Start of DATASET

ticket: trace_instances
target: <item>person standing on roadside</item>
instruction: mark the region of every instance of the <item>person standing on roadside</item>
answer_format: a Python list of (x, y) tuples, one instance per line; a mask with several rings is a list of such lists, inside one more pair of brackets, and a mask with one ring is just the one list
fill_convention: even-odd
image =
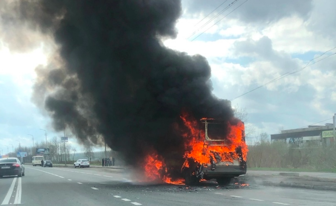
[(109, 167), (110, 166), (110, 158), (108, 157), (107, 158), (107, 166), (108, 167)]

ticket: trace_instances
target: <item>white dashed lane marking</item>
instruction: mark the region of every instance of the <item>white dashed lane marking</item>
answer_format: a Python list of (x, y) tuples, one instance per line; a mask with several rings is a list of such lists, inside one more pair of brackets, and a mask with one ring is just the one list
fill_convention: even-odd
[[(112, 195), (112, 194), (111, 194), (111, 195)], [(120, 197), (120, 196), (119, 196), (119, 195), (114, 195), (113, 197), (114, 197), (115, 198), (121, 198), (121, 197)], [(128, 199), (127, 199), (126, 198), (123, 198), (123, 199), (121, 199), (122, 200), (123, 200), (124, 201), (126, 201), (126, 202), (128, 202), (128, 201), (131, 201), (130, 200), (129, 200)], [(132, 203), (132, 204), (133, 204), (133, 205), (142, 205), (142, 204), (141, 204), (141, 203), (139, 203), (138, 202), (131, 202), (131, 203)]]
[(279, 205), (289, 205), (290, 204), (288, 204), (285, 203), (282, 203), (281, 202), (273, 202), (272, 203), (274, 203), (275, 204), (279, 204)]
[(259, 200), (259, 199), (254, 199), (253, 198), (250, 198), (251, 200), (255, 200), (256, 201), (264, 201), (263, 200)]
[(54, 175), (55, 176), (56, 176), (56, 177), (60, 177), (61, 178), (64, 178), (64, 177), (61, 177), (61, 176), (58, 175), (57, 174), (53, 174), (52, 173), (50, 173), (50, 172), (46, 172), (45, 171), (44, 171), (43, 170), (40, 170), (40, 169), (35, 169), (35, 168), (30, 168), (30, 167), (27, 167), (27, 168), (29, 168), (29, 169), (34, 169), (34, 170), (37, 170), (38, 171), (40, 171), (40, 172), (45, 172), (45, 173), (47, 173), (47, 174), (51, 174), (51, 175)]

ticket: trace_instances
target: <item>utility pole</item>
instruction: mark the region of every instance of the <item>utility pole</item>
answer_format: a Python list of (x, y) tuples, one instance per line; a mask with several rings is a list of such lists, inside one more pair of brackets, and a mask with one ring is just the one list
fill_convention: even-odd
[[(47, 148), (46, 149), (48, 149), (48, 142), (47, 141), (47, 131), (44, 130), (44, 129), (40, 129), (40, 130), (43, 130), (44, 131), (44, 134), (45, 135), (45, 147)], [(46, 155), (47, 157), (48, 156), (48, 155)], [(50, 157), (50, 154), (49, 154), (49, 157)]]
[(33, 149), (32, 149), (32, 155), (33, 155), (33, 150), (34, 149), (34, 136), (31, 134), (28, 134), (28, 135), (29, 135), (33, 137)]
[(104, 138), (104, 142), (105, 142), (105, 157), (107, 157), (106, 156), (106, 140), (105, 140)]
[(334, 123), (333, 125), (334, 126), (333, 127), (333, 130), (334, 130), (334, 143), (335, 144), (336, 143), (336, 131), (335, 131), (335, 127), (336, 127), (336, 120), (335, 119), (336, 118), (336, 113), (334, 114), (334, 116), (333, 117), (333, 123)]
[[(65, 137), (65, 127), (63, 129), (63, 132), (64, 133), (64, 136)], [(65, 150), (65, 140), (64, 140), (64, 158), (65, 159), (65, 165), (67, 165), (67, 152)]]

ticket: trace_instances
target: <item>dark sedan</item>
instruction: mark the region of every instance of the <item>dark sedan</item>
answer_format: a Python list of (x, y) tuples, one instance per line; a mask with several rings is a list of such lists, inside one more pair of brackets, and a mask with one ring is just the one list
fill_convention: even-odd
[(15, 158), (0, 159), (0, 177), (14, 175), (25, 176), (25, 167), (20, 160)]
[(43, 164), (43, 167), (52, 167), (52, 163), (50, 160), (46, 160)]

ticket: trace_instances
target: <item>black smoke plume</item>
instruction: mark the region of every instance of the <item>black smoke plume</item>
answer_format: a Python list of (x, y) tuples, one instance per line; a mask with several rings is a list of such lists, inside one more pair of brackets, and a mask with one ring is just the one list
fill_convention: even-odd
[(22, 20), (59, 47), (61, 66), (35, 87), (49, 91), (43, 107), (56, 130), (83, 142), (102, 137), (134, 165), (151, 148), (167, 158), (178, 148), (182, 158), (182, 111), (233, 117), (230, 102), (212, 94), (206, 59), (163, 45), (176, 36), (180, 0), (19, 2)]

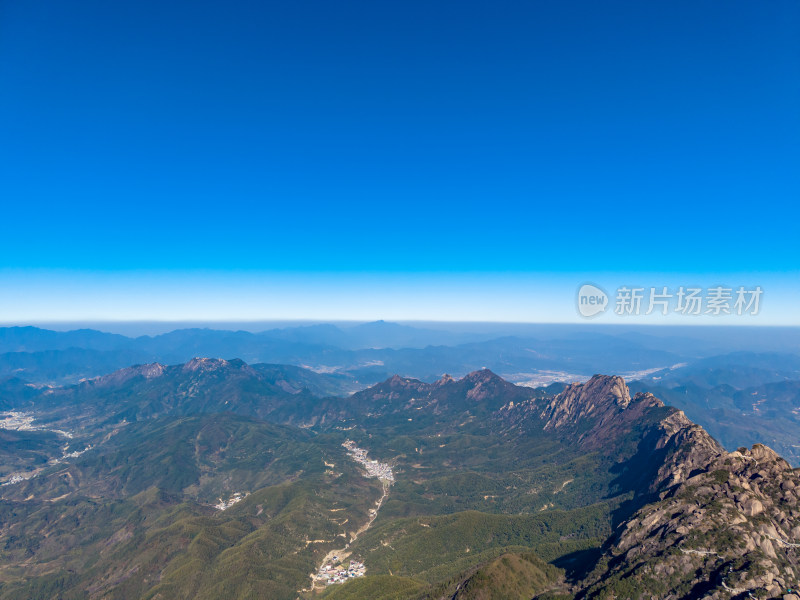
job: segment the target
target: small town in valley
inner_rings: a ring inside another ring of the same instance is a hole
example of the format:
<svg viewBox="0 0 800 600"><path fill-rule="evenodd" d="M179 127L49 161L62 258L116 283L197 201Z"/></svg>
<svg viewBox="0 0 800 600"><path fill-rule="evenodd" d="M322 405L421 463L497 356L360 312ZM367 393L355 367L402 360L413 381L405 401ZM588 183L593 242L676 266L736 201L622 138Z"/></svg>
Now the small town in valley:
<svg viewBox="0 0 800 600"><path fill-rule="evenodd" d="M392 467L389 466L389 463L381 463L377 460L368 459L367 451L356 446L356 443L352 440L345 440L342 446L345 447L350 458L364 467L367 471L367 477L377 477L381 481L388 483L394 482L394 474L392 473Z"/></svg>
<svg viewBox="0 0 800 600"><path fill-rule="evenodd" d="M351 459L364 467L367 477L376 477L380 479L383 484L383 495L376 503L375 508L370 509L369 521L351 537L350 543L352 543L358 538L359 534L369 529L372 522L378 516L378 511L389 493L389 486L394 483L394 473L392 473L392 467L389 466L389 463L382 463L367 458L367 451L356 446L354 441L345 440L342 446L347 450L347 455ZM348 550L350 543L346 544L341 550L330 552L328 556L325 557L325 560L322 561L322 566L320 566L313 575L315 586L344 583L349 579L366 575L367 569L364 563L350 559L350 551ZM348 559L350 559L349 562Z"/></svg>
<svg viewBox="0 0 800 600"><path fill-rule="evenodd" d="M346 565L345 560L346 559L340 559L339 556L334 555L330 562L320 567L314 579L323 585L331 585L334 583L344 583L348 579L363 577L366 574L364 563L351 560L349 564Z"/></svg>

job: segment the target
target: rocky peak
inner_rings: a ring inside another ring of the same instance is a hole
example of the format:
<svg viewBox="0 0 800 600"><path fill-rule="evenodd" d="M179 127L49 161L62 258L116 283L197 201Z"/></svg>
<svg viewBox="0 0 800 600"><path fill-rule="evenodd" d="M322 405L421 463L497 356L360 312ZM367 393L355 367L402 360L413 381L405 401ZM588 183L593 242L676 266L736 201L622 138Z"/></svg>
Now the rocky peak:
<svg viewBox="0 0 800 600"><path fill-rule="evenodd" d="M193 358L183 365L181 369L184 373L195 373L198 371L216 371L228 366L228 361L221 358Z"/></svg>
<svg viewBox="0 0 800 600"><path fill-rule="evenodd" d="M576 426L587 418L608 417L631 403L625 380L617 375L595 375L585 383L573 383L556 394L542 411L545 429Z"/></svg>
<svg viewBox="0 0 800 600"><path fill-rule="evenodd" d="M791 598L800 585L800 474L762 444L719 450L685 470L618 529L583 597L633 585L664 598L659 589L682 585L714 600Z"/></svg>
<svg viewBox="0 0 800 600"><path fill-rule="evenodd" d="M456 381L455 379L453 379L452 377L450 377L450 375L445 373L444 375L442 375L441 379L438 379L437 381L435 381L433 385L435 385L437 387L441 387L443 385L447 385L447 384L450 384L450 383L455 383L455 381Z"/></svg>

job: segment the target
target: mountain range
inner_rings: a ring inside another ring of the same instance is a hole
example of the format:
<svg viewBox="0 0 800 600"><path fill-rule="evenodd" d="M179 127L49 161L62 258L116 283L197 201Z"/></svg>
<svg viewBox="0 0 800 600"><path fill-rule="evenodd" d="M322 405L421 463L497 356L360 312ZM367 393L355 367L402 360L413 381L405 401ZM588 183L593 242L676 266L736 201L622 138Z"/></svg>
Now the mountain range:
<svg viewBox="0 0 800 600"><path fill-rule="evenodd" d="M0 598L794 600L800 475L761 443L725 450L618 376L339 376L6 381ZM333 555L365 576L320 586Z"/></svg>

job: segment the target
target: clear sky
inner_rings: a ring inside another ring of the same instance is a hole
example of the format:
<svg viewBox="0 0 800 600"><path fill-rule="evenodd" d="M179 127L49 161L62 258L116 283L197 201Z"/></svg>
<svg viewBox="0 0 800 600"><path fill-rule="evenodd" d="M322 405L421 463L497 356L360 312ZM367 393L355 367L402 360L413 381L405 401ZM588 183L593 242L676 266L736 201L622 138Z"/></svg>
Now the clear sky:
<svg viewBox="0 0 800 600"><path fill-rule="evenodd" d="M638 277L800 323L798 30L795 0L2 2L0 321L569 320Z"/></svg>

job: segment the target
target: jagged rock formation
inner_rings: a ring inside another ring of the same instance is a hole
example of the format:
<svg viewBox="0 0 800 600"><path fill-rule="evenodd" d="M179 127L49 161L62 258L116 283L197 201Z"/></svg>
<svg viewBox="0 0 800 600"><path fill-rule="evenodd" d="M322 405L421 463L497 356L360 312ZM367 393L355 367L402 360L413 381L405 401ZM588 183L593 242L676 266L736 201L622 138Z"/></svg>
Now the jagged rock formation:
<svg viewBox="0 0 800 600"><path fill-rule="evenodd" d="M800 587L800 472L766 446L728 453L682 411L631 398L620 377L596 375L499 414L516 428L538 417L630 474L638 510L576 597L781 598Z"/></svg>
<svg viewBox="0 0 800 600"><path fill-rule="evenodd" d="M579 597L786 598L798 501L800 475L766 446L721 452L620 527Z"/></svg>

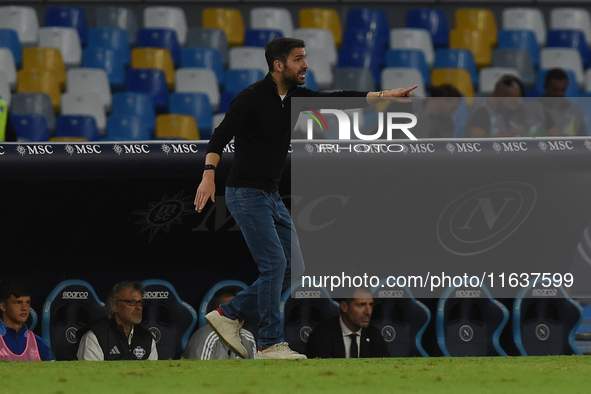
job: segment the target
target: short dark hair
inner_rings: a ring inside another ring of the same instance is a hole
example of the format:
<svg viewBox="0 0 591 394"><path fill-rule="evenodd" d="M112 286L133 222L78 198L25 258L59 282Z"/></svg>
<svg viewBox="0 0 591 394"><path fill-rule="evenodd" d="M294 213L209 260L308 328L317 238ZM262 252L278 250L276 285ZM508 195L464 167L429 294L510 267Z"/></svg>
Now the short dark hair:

End of DATASET

* **WHAT IS EXPECTED**
Please report each line of the entries above that contains the string "formation", treating uppercase and lowercase as different.

* **TASK OUTPUT**
target: jagged rock formation
Now the jagged rock formation:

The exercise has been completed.